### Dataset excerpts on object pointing

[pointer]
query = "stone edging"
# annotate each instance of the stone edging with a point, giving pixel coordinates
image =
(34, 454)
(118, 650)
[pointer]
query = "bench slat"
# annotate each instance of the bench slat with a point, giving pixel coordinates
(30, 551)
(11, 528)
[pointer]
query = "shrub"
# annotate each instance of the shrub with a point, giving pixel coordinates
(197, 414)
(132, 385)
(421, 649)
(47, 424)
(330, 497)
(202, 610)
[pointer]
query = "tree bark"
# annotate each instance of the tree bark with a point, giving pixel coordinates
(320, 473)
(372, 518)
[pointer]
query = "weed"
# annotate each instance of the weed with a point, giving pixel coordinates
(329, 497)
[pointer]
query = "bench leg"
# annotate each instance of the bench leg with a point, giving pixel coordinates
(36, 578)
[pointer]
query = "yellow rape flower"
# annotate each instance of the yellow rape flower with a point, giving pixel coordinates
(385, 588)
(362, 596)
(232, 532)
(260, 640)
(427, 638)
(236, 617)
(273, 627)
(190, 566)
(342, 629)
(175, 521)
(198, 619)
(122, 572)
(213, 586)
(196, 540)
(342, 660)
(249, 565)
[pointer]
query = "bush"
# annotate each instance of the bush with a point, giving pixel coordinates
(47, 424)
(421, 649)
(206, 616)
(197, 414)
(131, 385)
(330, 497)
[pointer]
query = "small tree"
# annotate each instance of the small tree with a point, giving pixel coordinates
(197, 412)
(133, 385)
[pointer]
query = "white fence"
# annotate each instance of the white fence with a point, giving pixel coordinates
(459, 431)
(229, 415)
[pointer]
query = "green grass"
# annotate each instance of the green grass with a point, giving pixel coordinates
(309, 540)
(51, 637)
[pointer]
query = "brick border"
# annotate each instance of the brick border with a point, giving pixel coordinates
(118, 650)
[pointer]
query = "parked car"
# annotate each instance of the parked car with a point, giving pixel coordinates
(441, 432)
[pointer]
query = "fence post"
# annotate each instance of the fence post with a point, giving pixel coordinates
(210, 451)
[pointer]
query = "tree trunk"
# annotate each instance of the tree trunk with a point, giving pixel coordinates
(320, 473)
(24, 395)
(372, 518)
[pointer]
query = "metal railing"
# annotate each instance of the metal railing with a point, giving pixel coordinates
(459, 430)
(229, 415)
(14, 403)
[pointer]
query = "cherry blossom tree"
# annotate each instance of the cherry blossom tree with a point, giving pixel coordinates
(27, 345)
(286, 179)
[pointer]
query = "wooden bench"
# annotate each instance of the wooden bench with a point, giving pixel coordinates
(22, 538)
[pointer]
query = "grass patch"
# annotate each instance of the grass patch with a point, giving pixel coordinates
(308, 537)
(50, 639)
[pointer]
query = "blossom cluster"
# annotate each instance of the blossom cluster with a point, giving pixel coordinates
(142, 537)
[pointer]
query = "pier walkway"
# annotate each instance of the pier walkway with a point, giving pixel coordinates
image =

### TASK BRIEF
Return every entry verbatim.

### WORKED SOLUTION
[pointer]
query = "stone edging"
# annotate each instance of the stone edging with a point, giving pixel coordinates
image =
(34, 454)
(118, 650)
[pointer]
query = "bench slat"
# annotate each instance of the bench slat with a point, giving pixel coordinates
(30, 551)
(11, 528)
[pointer]
query = "shrub"
# annotate each instance of the shrub with a point, giving pixel coordinates
(197, 414)
(132, 385)
(421, 649)
(47, 424)
(330, 497)
(202, 610)
[pointer]
query = "tree bark"
# annotate each instance of the tree bark with a point, giving pixel coordinates
(320, 473)
(372, 518)
[pointer]
query = "weed"
# annotate each instance of the weed with a point, giving pixel coordinates
(329, 497)
[pointer]
query = "bench leg"
# annotate each instance of the bench leg with a point, giving pixel coordinates
(36, 578)
[pointer]
query = "yellow rape flower"
# annotate each instance of the yellow rape flower with a point, giving pixel coordinates
(385, 588)
(362, 596)
(232, 532)
(260, 640)
(427, 638)
(236, 617)
(273, 627)
(190, 566)
(342, 629)
(175, 521)
(198, 619)
(122, 572)
(213, 586)
(196, 540)
(342, 660)
(249, 565)
[pointer]
query = "bush"
# annotate each instance of the bush with a point, giving pixel coordinates
(47, 424)
(421, 649)
(206, 616)
(197, 414)
(131, 385)
(330, 497)
[pointer]
query = "small tree"
# annotate each instance of the small tree with a point, giving pixel coordinates
(197, 412)
(133, 385)
[pointer]
query = "white fence"
# annotate each instance of the white fence with a point, giving pixel coordinates
(459, 431)
(229, 415)
[pointer]
query = "green grass"
# annotate each instance of the green grass with a point, giving pixel coordinates
(309, 540)
(51, 637)
[pointer]
query = "brick border"
# annotate each instance of the brick border with a point, giving pixel coordinates
(118, 650)
[pointer]
query = "parked car"
# annotate each instance of the parked car with a point, giving pixel coordinates
(441, 432)
[pointer]
query = "fence post"
# annotate each instance of the fence post with a point, giving pixel coordinates
(210, 451)
[pointer]
query = "tree trunk"
# annotate each instance of the tree trunk with a point, giving pixel coordinates
(320, 473)
(24, 395)
(372, 518)
[pointer]
query = "metal railing"
# annotate each instance of the metal railing with a point, giving pixel coordinates
(459, 430)
(229, 415)
(14, 403)
[pointer]
query = "cherry blossom tree"
# annotate each instance of the cherry blossom tree with a point, giving pixel coordinates
(27, 345)
(286, 179)
[pointer]
query = "wooden bench"
# annotate each instance of the wooden bench with a point, giving pixel coordinates
(22, 538)
[pointer]
query = "grass patch"
# annotate each instance of the grass patch with a point, giving pixel coordinates
(308, 537)
(50, 639)
[pointer]
query = "blossom cluster"
# annotate each instance of the blossom cluster with a point, giving pixel coordinates
(142, 537)
[pointer]
query = "pier walkway"
# annotate each instance of the pier walkway with a point, giving pixel coordinates
image =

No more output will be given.